**Exercise**
No pictures in the copy. Write out the listing below exactly.
(Input material begins)
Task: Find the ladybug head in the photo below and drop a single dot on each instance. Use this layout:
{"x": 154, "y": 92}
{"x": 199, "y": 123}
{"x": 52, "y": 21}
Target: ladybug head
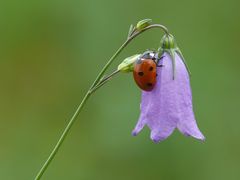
{"x": 148, "y": 55}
(Input material ends)
**Final answer**
Task: Find the ladybug head in the photo below and drop a single dot on each instance. Use this layout:
{"x": 154, "y": 92}
{"x": 199, "y": 123}
{"x": 52, "y": 21}
Target: ladybug head
{"x": 148, "y": 55}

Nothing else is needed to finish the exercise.